**Stored data entries:**

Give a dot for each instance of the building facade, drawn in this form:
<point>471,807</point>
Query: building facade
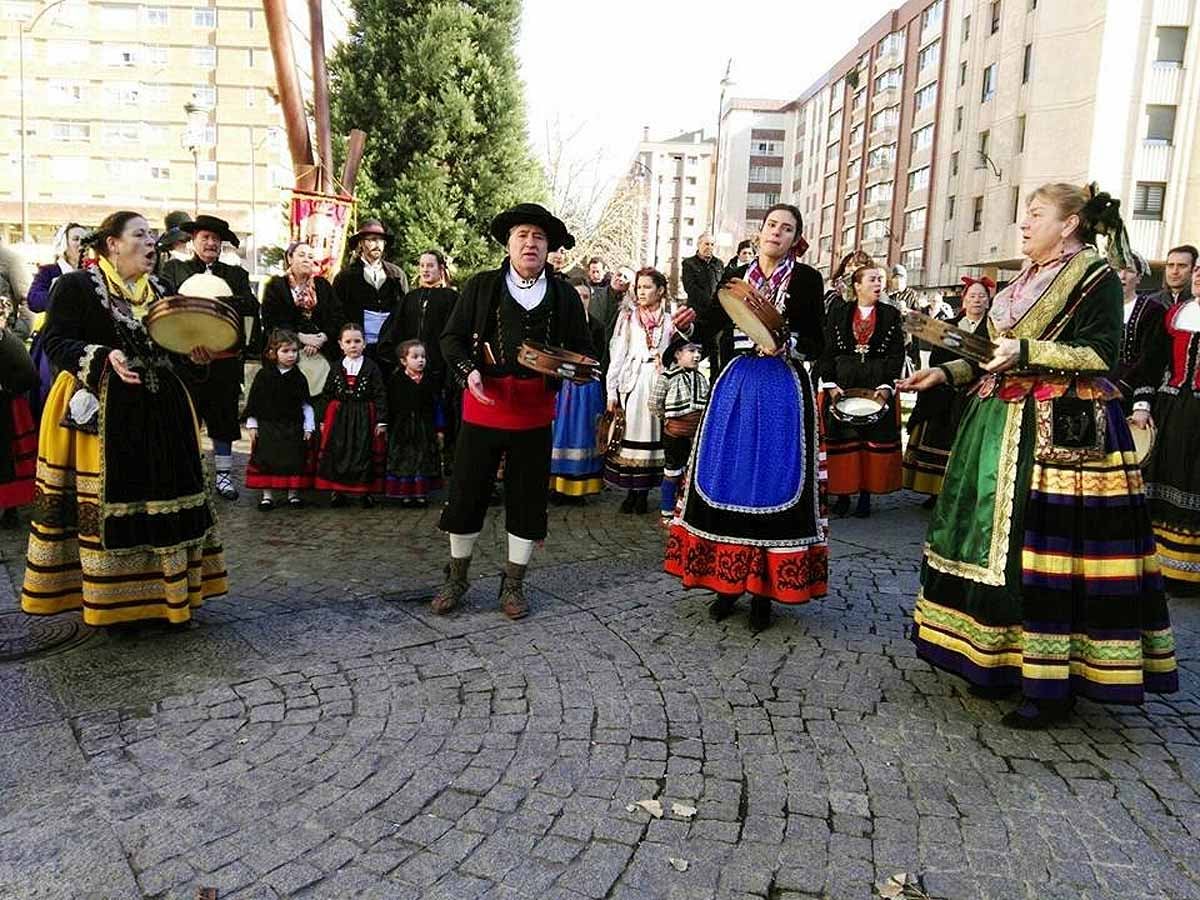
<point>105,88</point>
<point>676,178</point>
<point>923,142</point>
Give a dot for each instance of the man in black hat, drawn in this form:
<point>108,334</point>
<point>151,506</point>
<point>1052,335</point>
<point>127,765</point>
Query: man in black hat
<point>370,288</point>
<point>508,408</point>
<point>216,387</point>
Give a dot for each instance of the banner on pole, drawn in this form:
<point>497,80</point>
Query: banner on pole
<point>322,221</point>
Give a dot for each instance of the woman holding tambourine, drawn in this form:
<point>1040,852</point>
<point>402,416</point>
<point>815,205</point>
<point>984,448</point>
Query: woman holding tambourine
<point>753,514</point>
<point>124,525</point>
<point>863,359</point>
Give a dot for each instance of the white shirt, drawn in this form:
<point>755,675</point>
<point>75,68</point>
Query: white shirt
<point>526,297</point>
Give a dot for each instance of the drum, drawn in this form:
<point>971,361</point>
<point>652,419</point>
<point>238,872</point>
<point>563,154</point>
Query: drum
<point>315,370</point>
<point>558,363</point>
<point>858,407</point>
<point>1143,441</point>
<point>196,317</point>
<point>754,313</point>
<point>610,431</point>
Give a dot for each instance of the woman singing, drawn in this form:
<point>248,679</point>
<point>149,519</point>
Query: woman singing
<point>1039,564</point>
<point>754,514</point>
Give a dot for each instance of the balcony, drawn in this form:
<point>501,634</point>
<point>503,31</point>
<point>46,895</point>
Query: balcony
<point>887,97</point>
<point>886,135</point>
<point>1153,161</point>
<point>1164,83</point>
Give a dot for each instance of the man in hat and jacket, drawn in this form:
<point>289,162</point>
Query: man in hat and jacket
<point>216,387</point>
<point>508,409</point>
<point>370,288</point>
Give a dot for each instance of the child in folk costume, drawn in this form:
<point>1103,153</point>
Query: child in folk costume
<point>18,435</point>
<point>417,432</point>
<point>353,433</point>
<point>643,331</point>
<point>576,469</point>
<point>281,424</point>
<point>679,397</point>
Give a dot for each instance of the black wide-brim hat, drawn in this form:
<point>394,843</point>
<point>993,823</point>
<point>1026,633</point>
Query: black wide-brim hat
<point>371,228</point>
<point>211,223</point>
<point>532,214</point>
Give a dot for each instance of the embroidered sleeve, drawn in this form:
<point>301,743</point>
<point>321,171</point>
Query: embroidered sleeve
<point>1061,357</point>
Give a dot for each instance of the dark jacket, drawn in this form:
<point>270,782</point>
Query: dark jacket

**Assignment:** Set down word for word the lines from the first entry through the line with "<point>151,506</point>", both included, omitting pictures.

**Reply to the exercise:**
Give a dot for each instance of the building facade, drawn in this form:
<point>471,807</point>
Query: building facade
<point>105,88</point>
<point>676,178</point>
<point>923,142</point>
Give a dot for each instance of the man in black hat, drawn in this form:
<point>108,334</point>
<point>151,506</point>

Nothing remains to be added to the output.